» 할 일:
아래 줄들을 빈 줄은 빼고 번호 붙인 목록으로 적어 주세요.

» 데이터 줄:

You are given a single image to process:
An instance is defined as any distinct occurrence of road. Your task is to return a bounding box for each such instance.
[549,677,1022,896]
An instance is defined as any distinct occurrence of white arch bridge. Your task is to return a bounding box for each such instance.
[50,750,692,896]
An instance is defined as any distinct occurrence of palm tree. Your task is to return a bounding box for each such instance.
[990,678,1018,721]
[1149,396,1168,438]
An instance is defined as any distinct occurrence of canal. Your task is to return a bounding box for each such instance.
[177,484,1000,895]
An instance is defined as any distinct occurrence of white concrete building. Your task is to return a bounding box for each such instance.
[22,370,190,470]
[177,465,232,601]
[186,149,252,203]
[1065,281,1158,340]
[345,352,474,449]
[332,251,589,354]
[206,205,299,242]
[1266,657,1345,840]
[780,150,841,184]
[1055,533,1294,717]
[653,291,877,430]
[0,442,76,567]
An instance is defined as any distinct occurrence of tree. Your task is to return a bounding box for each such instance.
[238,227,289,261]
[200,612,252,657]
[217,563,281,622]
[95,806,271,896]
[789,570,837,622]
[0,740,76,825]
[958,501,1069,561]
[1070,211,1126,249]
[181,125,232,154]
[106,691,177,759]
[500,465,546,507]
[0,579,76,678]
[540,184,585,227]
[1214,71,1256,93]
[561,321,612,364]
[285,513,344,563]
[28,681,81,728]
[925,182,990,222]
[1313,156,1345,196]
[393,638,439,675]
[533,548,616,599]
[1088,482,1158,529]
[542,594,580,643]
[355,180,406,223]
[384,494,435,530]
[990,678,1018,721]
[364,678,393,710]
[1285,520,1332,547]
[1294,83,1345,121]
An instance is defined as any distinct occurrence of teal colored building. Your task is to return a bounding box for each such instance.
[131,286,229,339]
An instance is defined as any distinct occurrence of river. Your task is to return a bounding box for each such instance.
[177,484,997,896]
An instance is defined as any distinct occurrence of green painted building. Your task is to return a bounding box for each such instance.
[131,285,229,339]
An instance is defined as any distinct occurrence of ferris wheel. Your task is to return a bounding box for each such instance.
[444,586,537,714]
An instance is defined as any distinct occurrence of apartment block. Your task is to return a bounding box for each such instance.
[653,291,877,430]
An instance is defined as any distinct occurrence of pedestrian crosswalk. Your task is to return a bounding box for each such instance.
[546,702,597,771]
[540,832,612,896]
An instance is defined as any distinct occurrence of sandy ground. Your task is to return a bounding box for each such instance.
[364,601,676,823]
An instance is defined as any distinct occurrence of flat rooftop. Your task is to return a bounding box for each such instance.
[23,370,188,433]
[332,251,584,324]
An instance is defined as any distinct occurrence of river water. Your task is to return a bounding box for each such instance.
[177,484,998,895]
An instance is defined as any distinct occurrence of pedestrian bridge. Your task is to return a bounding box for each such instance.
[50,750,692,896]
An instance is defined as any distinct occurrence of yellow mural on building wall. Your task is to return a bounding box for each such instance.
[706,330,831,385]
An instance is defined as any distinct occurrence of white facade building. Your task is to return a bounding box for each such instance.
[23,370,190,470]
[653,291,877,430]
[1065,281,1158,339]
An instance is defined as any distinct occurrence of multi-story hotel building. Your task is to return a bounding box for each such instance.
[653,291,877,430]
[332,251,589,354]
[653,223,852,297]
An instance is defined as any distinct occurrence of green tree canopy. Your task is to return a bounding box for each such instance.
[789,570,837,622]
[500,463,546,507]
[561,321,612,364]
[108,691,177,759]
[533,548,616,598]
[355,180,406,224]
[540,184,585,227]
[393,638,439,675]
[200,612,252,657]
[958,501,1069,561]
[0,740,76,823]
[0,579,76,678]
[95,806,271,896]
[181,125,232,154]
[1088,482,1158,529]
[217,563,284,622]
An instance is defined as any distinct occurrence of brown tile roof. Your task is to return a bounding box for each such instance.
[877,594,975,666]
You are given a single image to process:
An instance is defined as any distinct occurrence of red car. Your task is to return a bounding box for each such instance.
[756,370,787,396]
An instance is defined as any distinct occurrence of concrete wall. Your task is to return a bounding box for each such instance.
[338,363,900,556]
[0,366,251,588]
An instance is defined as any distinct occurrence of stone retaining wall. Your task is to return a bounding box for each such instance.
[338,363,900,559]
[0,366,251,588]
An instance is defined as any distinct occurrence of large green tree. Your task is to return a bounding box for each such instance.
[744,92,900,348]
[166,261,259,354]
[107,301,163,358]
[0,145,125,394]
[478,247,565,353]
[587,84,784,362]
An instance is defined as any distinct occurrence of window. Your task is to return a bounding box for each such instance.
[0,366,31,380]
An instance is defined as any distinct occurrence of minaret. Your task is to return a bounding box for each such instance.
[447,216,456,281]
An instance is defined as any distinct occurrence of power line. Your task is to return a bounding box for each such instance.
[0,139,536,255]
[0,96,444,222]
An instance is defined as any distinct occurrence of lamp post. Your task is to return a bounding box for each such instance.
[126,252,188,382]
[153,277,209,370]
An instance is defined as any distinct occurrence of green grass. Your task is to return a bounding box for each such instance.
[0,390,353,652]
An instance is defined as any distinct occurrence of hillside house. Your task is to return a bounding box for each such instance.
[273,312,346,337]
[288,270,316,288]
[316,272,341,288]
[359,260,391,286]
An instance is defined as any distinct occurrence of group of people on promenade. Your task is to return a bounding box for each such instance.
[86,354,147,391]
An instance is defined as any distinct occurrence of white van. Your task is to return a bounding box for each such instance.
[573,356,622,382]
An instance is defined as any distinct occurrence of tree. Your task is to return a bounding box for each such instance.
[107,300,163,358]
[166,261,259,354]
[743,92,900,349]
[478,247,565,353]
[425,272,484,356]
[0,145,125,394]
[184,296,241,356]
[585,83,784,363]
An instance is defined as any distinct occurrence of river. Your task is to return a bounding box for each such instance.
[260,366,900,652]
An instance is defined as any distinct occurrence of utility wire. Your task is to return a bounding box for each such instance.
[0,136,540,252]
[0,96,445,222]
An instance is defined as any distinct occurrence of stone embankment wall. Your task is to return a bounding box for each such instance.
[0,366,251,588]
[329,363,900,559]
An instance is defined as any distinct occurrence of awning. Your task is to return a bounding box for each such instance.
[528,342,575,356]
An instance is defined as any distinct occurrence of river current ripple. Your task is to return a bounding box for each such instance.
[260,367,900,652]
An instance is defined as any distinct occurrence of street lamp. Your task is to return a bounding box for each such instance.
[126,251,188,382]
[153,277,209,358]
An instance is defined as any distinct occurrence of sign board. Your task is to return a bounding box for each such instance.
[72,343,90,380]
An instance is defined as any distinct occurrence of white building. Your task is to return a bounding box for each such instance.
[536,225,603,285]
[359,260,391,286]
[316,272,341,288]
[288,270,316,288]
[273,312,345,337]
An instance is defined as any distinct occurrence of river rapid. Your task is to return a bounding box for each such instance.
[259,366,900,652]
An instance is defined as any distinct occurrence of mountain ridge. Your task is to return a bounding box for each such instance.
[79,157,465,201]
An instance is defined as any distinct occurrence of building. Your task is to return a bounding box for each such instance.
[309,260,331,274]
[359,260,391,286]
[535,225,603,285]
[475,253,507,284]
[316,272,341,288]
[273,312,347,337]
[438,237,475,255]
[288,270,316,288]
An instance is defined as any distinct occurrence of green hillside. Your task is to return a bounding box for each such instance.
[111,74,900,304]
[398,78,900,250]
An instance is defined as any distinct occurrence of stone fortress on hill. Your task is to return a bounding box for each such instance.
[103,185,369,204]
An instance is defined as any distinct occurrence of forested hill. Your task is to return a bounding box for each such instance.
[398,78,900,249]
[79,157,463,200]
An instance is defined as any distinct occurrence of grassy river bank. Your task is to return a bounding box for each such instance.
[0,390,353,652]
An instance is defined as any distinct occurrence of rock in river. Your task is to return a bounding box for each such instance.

» 답변:
1. You are given a single image to process:
2. An instance is defined as any distinct occurrence of road. Your task is to return a bounding box for each such instance.
3. [549,677,1022,896]
4. An instance is defined as any distinct occurrence of white arch bridge. Your task is to return a bounding box for each such instance.
5. [50,750,692,896]
6. An instance is defined as any distinct occurrence of palm tree. Your task is to return a bounding box for each such instance.
7. [990,678,1018,721]
8. [1149,396,1168,438]
9. An instance is defined as any distinct occurrence of canal. Your task is to return a bounding box for each such instance.
10. [177,484,1000,895]
11. An instance is defined as any distinct occurrence of white concrete building. Your task is to return a bounding box for each such instance.
12. [22,370,190,470]
13. [177,465,232,601]
14. [186,149,252,203]
15. [1065,281,1158,340]
16. [345,352,474,449]
17. [332,251,589,354]
18. [206,205,299,242]
19. [1266,657,1345,840]
20. [780,150,841,184]
21. [1055,533,1294,717]
22. [653,291,877,430]
23. [0,442,76,567]
24. An instance is defined as any distinct occurrence of tree. Your task is to return a bounding box for each such instance.
25. [238,227,289,261]
26. [200,612,252,657]
27. [217,563,281,622]
28. [95,806,271,896]
29. [789,570,837,622]
30. [0,740,76,825]
31. [958,501,1069,561]
32. [1070,211,1126,249]
33. [181,125,232,154]
34. [106,691,177,759]
35. [500,465,546,507]
36. [0,579,76,678]
37. [540,184,585,227]
38. [1214,71,1256,93]
39. [561,321,612,364]
40. [285,513,344,563]
41. [28,681,81,728]
42. [925,182,990,222]
43. [1313,156,1345,196]
44. [393,638,439,675]
45. [533,548,616,599]
46. [1088,482,1158,529]
47. [542,594,580,643]
48. [355,180,406,223]
49. [384,494,435,530]
50. [990,678,1018,721]
51. [364,678,393,710]
52. [1285,520,1332,547]
53. [1294,83,1345,121]
54. An instance is defined as any distinct occurrence of teal colored building. Your task is to return a bounding box for each such instance.
55. [131,286,229,339]
56. An instance is defined as any distinct occurrence of river. Your task is to return a bounding box for each such instance.
57. [177,484,997,896]
58. An instance is defined as any distinct occurrence of green painted building. Your task is to return a bounding box for each such instance.
59. [131,285,229,339]
60. An instance is defined as any distinct occurrence of ferris wheel. Your task is to return a bounding box for each such instance.
61. [444,586,537,714]
62. An instance is defined as any distinct occurrence of apartment block. Your task is to return a bounding box for each such instance.
63. [653,291,877,430]
64. An instance is defined as any distinct occurrence of pedestrian crosswalk. Your task is to return a bounding box for each such instance.
65. [546,702,597,771]
66. [540,832,612,896]
67. An instance is defined as any distinct occurrence of sandy ground. Your task is to return a bounding box for each such instance.
68. [364,601,676,823]
69. An instance is defined as any distinct occurrence of flat rooftop. Your task is to return a bounding box for each such instance.
70. [23,370,188,433]
71. [332,251,584,324]
72. An instance is defined as any distinct occurrence of river water. Your task is to return a bounding box for each such instance.
73. [177,484,998,895]
74. An instance is defined as any distinct occurrence of pedestrian bridge. Your task is to return a bounding box for each such instance.
75. [50,750,692,896]
76. An instance is defined as any distinct occurrence of yellow mural on building wall. Your task is to return a bounding box for each such instance.
77. [706,330,831,385]
78. An instance is defined as any distinct occurrence of white facade building. Your task is to return a bounding box for each such instance.
79. [23,370,190,470]
80. [653,291,877,430]
81. [1065,281,1158,339]
82. An instance is defined as any distinct occurrence of multi-story hotel building. Your task is to return a bounding box for each such instance.
83. [653,291,877,430]
84. [332,251,589,354]
85. [653,223,852,297]
86. An instance is defined as any distinct occurrence of green tree canopy. Your task is to return a bounding box for each such instance.
87. [789,570,837,622]
88. [500,463,546,507]
89. [561,321,612,364]
90. [108,691,177,759]
91. [533,548,616,598]
92. [355,180,406,224]
93. [540,184,585,227]
94. [393,638,439,675]
95. [200,612,252,657]
96. [958,501,1069,561]
97. [0,740,76,823]
98. [0,579,76,678]
99. [95,806,271,896]
100. [181,125,232,154]
101. [1088,482,1158,529]
102. [217,563,284,622]
103. An instance is defined as any distinct occurrence of brown tile roof. Your task is to return a bounding box for each such instance.
104. [877,594,975,666]
105. You are given a single image to process:
106. An instance is defined as any distinct occurrence of red car. Your task is to return a bounding box for each such instance.
107. [756,370,787,396]
108. An instance is defined as any distinct occurrence of concrete wall. Your task is to return a bounding box for each such instance.
109. [338,363,900,556]
110. [0,366,251,588]
111. An instance is defined as any distinct occurrence of stone retaining wall. Your task is to return a bounding box for each such instance.
112. [338,363,900,559]
113. [0,366,251,588]
114. An instance is defined as any distinct occurrence of large green tree. Your task is to return a bounding box for each such instance.
115. [744,92,900,348]
116. [166,261,259,354]
117. [107,301,163,358]
118. [0,145,125,394]
119. [478,247,565,353]
120. [587,84,784,362]
121. An instance is defined as any distinct occurrence of window. Your task is to return a bounding box for each such instance.
122. [0,366,31,380]
123. An instance is defined as any distinct occurrence of minaret. Your task is to return a bounding box for each such instance.
124. [447,216,456,281]
125. An instance is defined as any distinct occurrence of power line. Your task is to return a bounding box for each such instance.
126. [0,139,536,255]
127. [0,96,444,222]
128. An instance is defined as any distinct occurrence of lamp post. Your task is to return a bounding box for each such instance.
129. [126,252,188,382]
130. [153,277,209,370]
131. An instance is defined as any distinct occurrence of green grass. Your task is to return a bounding box for each such instance.
132. [0,390,353,652]
133. An instance is defined as any distinct occurrence of hillside house. Your task is to return a bounding box for each such instance.
134. [273,312,346,337]
135. [288,270,316,288]
136. [316,272,341,288]
137. [359,260,391,286]
138. An instance is defined as any distinct occurrence of group of people on promenade. Your task is to return a bounding box for each such instance.
139. [86,354,147,391]
140. An instance is defined as any distinct occurrence of white van. Your task is to return a bounding box for each such instance.
141. [573,356,622,382]
142. An instance is defined as any distinct occurrence of tree. Your task is to return a bounding box for each such instance.
143. [107,300,163,358]
144. [166,261,259,354]
145. [743,92,900,349]
146. [478,247,565,353]
147. [425,272,484,356]
148. [0,145,125,394]
149. [184,296,241,356]
150. [585,83,784,363]
151. An instance is defined as any distinct occurrence of river. Your task is to return a bounding box for each such instance.
152. [260,366,900,652]
153. An instance is defined as any distinct occurrence of utility wire. Your task is to return a bounding box for each such instance.
154. [0,136,540,252]
155. [0,96,445,222]
156. An instance is defined as any distinct occurrence of stone embankment wall. Your task is to return a bounding box for each such instance.
157. [0,366,251,588]
158. [329,363,900,559]
159. An instance is defined as any distinct occurrence of awning. Your task is to return a bounding box for each such instance.
160. [528,342,575,356]
161. An instance is defined as any distinct occurrence of river current ripple. Your task is to return a bounding box for each such instance.
162. [260,367,900,652]
163. An instance is defined as any distinct occurrence of street lamp. Your task is to return a bounding box for each such instance.
164. [126,251,188,382]
165. [153,277,209,358]
166. An instance is defined as any distinct occurrence of sign board. Your task is to return a bounding box for each such instance.
167. [72,343,90,380]
168. An instance is defined as any distinct occurrence of white building. Your task is to return a bounding box for each such instance.
169. [536,225,603,285]
170. [359,260,391,286]
171. [316,272,341,288]
172. [288,270,316,288]
173. [273,312,345,337]
174. An instance is defined as any distinct occurrence of river rapid. Your task is to return a bounding box for each such instance.
175. [259,366,900,652]
176. An instance is defined as any distinct occurrence of mountain ridge. Your task is to return a bounding box for each such instance.
177. [79,157,465,201]
178. An instance is defined as any distinct occurrence of building. Your task is to return a bounding box for each such instance.
179. [309,260,331,274]
180. [359,260,391,286]
181. [535,225,603,285]
182. [475,253,507,284]
183. [316,272,341,288]
184. [273,312,347,337]
185. [438,237,475,255]
186. [288,270,316,288]
187. An instance is defined as any distinct occurrence of green hillside. Your task is to return a bounding box for each such instance.
188. [111,74,900,304]
189. [398,78,900,250]
190. An instance is defined as any distinct occurrence of stone fortress on hill. Your task is to return a bounding box for each such instance.
191. [103,185,369,204]
192. An instance is defined as any distinct occurrence of forested hill. Your task is to return a bounding box for each such instance.
193. [398,78,900,249]
194. [79,157,463,200]
195. An instance is defined as any distinct occurrence of grassy river bank. Your task is to return a bounding box for each such instance.
196. [0,390,353,652]
197. An instance is defined as any distinct occurrence of rock in river. Your task is to return a bounding box for each such instance.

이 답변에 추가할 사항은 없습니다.